■ YOUR INSTRUCTIONS:
Each line from the one that contains "For each instance of the white wall, set" to the end of the entries must be copied word for word, and only those lines.

------------------------------------------------------------------------

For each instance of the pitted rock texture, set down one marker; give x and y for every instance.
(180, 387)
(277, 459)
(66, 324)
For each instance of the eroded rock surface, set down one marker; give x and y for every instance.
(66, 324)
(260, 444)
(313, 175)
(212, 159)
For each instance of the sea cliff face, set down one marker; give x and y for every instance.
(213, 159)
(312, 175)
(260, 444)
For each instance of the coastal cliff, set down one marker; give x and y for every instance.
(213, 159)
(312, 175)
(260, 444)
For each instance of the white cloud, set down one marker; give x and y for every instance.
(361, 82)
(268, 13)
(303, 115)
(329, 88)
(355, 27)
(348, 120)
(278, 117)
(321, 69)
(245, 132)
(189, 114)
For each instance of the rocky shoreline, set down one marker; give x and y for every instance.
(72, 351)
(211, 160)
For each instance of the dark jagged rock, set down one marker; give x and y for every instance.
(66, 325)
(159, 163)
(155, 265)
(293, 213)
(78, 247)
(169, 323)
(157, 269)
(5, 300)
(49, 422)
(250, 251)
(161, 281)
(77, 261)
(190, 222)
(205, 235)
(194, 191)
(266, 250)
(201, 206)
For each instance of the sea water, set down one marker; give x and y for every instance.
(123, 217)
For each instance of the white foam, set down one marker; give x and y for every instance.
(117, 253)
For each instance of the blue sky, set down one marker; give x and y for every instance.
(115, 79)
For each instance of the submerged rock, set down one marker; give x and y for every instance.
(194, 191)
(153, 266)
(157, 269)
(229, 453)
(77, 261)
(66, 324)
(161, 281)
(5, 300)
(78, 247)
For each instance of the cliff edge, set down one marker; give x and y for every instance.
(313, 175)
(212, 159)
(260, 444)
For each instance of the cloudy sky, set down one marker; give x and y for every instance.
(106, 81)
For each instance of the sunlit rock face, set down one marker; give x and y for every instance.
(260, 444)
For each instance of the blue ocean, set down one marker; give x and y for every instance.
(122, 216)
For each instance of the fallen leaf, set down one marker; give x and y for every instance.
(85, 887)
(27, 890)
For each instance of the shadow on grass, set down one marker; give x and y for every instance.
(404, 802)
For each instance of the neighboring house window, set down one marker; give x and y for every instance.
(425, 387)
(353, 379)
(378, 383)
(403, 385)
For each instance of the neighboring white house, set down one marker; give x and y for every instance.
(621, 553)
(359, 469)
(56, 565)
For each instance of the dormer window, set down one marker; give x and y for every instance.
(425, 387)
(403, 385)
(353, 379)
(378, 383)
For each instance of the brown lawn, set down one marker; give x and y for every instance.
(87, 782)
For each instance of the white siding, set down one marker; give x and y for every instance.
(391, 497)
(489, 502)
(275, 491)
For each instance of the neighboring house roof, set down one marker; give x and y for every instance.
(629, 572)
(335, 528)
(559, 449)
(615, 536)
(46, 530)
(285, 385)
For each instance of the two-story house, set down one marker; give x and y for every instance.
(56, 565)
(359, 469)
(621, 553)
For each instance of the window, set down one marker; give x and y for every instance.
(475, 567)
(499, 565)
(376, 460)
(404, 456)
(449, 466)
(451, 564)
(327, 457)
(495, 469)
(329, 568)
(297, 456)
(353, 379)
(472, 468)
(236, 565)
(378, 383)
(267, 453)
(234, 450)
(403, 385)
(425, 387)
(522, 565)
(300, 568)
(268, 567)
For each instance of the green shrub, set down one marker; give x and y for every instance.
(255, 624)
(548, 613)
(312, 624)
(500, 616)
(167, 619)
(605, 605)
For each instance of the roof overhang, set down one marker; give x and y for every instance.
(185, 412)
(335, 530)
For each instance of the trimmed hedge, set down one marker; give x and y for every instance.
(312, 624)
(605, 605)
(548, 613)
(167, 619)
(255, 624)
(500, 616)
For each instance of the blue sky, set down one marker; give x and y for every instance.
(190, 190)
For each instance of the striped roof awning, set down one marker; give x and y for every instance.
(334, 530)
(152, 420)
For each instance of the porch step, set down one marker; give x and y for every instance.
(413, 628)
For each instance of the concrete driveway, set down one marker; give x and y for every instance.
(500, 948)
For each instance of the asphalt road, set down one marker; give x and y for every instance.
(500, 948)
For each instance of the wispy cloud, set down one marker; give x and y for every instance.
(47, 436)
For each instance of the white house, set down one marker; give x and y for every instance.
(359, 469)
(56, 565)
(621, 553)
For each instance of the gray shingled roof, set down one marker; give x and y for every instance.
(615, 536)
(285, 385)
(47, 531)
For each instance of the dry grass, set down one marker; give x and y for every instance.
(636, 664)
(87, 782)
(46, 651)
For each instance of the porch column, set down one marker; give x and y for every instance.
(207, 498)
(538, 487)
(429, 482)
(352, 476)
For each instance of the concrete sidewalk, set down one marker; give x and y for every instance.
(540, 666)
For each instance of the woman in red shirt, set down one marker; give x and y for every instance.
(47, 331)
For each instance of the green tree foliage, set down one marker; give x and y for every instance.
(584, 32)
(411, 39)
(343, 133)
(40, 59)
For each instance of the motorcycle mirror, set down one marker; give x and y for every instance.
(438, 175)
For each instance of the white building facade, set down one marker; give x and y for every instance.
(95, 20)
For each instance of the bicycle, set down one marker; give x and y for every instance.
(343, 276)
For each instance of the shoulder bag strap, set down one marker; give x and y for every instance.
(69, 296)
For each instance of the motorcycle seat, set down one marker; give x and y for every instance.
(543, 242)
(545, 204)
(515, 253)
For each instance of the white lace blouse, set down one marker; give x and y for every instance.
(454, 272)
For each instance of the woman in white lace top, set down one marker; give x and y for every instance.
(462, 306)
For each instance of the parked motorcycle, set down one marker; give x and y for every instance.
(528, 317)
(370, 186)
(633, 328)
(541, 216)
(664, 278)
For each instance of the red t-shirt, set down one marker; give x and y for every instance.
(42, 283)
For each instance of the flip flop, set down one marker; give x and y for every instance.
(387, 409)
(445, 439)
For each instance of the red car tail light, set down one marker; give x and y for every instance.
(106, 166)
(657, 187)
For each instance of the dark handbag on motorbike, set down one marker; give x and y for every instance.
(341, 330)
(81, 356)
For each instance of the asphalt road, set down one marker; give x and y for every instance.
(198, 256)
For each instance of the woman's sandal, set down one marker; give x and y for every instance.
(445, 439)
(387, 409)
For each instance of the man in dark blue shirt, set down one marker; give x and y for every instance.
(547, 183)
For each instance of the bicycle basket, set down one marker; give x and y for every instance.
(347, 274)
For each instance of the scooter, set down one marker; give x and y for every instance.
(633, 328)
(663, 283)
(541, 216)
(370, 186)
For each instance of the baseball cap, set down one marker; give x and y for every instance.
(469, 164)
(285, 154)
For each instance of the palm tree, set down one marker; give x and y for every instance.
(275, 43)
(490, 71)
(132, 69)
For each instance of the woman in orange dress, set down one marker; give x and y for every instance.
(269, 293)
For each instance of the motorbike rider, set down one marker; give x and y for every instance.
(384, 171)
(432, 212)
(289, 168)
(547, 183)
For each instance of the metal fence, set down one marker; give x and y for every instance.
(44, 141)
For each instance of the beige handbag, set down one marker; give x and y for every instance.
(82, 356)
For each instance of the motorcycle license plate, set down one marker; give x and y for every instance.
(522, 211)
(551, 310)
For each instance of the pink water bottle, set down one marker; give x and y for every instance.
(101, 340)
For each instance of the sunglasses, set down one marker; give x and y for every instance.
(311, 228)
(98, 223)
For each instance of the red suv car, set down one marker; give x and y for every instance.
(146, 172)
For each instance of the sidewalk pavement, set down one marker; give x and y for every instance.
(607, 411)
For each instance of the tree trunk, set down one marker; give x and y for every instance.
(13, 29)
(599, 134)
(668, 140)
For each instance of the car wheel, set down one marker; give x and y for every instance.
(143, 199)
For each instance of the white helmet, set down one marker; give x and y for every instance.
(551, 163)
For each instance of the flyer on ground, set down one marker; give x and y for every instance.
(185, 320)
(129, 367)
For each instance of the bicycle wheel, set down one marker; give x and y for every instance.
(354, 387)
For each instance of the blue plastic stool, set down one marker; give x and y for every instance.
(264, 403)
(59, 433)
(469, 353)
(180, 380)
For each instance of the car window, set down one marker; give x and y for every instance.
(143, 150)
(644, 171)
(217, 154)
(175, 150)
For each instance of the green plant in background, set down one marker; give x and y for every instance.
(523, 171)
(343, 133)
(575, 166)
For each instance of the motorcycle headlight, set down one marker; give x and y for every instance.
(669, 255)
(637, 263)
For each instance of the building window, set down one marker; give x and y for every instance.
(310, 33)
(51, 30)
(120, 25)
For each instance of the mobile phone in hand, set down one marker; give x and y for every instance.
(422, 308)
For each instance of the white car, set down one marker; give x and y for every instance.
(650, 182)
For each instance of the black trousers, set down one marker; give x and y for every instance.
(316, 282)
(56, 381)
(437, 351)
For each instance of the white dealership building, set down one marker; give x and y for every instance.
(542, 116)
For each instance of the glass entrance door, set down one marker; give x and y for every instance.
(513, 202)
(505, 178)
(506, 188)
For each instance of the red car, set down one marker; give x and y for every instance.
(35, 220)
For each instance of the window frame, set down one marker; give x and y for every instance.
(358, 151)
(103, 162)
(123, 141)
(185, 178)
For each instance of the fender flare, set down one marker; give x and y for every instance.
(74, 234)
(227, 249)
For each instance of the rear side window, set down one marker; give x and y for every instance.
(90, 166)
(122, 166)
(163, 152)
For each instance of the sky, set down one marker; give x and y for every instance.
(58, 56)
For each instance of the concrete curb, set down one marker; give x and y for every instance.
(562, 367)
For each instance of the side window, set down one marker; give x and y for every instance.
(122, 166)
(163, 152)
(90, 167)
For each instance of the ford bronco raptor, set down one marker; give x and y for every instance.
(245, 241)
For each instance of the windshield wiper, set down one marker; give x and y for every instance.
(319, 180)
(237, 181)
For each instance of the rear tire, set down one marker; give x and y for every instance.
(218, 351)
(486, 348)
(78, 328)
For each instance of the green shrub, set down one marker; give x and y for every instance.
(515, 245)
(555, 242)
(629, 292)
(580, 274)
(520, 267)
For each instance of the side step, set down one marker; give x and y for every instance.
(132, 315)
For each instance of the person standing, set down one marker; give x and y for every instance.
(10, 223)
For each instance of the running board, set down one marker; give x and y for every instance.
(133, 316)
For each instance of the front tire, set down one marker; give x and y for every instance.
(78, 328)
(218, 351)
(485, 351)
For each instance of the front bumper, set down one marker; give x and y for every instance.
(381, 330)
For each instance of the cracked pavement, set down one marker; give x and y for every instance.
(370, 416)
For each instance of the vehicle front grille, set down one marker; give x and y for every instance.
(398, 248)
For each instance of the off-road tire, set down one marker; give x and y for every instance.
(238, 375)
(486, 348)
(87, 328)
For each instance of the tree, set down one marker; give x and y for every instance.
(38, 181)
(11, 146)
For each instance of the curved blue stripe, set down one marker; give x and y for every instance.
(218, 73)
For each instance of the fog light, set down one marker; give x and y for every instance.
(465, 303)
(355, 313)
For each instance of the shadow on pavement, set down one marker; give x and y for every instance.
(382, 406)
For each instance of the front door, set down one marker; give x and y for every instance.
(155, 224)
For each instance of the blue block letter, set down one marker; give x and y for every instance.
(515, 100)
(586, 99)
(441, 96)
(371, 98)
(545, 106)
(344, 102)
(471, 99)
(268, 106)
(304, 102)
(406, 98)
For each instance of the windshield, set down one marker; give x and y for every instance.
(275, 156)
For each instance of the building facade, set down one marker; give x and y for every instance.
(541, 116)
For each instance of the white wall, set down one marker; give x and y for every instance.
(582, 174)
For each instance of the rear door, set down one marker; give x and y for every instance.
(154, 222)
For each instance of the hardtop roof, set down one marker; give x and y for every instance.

------------------------------------------------------------------------

■ OUTPUT OF THE EXERCISE:
For each instance of the white wall, set down one marker; give x and y for every instance.
(582, 174)
For each instance of the rear door, set down one marker; give x and y for every instance.
(154, 222)
For each instance of the hardtop roof, set down one marker; give x and y for every instance.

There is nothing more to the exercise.